## Given passage
____________
# Carpet Plants



## deocare (Mar 17, 2011)

Was just wondering which types of carpet plant does not require Co2 to grow. Was thinking of getting some glosso and HC but they both require Co2 to grow beautifully. Any ideas?


----------



## CRS Fan (Apr 21, 2010)

Glosso DOES NOT NEED CO2 to grow well . You will need to provide a carbon source by using Flourish Excel or Metricide 14 though. You will need at least 2 WPG for good growth and EI dose. I've got LOTS available. I'll sell you a very large portion for $10. PM me if interested !

Best regards,

Stuart


----------



## Death's Sting (Apr 21, 2010)

Ive grown Dwarf Hairgrass (Eleocharis acicularis) without Co2.


----------



## deocare (Mar 17, 2011)

mm dwarf hairgrass might be my second type of plant for my iwagumi setup


----------



## Luc (Mar 22, 2011)

Ive also been interested in growing some sort of carpet for my tank, not trying to highjack the thread at all  can glosso grow well with lots of tannins in the water? Does it have any affect on it?


----------



## Death's Sting (Apr 21, 2010)

Luc said:


> Ive also been interested in growing some sort of carpet for my tank, not trying to highjack the thread at all  can glosso grow well with lots of tannins in the water? Does it have any affect on it?


Tannis lowers the pH, Glosso grows the best between a pH of 5.0 - 7.0. i.e. Lower pH. Its ideal for Tannis to be present in the water column when growing Glosso. Keep in mind Co2 will lower the pH as well.


----------



## Luc (Mar 22, 2011)

How Would you secure it without damaging the plant ?
____________
## Given task 1
From the rows below, pull out every line that contains the string "target".
____________
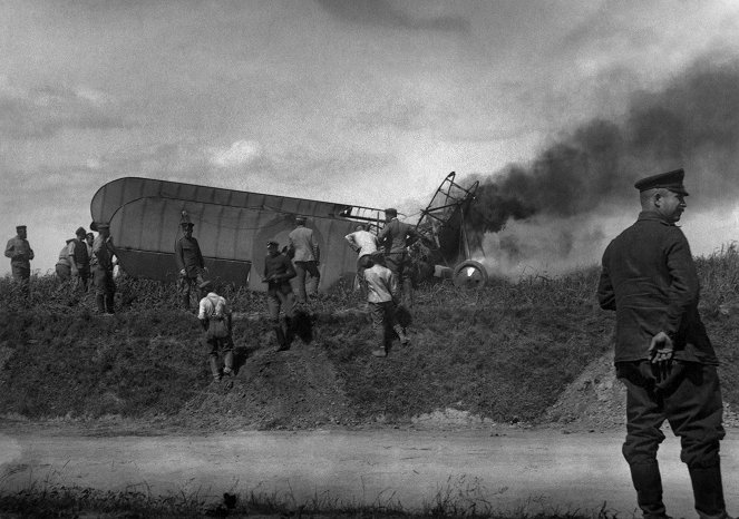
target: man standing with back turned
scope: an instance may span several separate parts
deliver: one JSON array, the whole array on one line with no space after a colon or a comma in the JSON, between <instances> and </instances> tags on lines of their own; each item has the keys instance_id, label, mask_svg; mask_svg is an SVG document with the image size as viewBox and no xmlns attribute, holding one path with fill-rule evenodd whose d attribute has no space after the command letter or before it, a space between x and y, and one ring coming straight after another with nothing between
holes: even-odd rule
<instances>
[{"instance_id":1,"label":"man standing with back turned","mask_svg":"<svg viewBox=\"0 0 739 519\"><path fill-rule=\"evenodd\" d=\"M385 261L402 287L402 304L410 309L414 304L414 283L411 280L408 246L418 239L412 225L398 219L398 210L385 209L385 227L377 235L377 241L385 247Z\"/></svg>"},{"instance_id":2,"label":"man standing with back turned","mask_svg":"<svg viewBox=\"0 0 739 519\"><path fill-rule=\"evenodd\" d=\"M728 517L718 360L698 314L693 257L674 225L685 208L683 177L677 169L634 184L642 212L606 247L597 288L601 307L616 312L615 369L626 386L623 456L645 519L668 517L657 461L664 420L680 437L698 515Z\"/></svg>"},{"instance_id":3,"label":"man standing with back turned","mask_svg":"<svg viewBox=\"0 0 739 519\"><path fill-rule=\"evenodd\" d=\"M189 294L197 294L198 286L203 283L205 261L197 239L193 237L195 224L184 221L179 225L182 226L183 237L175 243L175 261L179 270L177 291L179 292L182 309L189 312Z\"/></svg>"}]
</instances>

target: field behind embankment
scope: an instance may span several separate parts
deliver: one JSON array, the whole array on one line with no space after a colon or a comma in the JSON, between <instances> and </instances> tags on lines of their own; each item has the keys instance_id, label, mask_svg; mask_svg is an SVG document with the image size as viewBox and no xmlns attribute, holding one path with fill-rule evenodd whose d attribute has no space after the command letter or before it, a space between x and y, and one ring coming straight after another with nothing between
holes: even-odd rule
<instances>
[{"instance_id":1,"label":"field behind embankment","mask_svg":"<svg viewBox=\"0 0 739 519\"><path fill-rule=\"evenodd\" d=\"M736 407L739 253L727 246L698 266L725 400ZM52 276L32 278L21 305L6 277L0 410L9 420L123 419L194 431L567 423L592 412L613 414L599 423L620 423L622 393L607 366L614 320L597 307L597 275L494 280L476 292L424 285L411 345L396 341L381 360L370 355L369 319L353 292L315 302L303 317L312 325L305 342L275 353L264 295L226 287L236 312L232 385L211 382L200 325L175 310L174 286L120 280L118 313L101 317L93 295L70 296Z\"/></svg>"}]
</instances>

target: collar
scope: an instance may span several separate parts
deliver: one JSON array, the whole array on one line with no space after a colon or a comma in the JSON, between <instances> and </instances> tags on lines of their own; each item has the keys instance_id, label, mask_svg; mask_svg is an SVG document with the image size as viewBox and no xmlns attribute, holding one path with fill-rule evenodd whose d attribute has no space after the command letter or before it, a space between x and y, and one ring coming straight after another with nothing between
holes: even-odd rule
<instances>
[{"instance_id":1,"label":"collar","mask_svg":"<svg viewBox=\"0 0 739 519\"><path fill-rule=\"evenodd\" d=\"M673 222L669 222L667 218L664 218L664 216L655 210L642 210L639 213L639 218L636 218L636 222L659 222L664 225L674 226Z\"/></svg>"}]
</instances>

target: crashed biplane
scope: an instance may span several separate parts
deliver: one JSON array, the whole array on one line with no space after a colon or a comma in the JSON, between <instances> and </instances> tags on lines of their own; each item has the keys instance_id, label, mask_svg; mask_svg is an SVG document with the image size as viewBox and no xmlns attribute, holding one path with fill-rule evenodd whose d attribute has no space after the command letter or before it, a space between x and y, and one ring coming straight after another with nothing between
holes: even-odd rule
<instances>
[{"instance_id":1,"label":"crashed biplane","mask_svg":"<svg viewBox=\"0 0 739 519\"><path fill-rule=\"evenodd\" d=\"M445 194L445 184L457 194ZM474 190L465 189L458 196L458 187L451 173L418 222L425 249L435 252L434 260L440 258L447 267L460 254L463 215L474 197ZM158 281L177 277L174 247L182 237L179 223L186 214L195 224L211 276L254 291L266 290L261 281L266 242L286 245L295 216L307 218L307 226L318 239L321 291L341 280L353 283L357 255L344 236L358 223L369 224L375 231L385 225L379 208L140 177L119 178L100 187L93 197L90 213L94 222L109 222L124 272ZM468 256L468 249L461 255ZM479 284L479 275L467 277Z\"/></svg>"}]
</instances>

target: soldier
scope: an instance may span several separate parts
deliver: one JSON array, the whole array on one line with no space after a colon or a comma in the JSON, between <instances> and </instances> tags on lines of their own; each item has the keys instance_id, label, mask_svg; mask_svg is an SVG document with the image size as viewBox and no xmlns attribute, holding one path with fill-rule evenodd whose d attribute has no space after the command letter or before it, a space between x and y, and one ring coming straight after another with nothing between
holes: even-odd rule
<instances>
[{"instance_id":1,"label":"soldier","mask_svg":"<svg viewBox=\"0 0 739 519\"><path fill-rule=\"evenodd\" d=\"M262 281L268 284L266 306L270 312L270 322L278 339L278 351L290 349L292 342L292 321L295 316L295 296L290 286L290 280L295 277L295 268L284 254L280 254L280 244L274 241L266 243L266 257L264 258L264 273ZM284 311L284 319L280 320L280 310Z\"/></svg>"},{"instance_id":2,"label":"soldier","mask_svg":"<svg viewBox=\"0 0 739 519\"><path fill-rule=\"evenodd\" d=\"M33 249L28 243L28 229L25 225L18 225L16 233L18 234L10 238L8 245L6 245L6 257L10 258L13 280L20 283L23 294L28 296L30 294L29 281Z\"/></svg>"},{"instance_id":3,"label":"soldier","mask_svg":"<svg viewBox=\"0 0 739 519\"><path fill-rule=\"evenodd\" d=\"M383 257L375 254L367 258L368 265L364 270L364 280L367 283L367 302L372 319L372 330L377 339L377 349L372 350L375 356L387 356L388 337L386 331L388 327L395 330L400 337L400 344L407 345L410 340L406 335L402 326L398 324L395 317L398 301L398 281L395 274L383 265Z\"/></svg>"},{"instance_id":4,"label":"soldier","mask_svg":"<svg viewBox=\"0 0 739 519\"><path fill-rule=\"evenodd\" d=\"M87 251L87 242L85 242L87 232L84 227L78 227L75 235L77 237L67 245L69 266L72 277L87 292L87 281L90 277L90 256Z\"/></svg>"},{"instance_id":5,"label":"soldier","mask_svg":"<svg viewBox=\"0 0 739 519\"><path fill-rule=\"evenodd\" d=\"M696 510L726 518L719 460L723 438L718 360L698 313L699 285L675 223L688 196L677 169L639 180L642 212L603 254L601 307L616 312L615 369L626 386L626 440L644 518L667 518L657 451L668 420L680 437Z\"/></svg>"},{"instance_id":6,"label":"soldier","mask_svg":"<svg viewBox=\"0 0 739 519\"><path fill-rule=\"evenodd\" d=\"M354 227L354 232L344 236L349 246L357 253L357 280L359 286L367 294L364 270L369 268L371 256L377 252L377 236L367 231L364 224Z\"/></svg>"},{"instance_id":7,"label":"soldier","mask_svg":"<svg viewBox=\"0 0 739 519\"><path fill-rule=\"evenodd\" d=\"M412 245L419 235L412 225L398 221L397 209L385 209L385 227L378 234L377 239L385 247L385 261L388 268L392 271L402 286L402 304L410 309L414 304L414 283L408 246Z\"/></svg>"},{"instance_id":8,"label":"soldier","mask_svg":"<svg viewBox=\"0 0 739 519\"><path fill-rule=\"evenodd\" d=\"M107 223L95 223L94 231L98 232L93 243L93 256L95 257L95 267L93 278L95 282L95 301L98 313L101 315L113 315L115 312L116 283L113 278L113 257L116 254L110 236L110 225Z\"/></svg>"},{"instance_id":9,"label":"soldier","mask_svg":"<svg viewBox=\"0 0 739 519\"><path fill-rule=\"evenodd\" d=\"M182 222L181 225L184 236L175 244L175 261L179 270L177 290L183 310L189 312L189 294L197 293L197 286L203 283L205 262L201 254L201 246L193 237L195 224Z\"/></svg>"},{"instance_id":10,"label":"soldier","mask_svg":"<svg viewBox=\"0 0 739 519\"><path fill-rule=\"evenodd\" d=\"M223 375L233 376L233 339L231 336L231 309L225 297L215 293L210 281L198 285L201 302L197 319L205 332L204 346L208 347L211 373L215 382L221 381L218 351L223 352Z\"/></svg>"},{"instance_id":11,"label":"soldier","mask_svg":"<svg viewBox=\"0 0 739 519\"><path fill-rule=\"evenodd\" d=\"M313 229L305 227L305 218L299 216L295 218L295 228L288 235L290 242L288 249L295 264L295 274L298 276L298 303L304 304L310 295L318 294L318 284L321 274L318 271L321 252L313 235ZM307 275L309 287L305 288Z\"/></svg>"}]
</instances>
____________
## Given task 2
Name each distinct username that appears as a post header in the carpet plants thread.

## Worked solution 1
target: man standing with back turned
target: field behind embankment
target: collar
target: crashed biplane
target: soldier

## Worked solution 2
deocare
CRS Fan
Death's Sting
Luc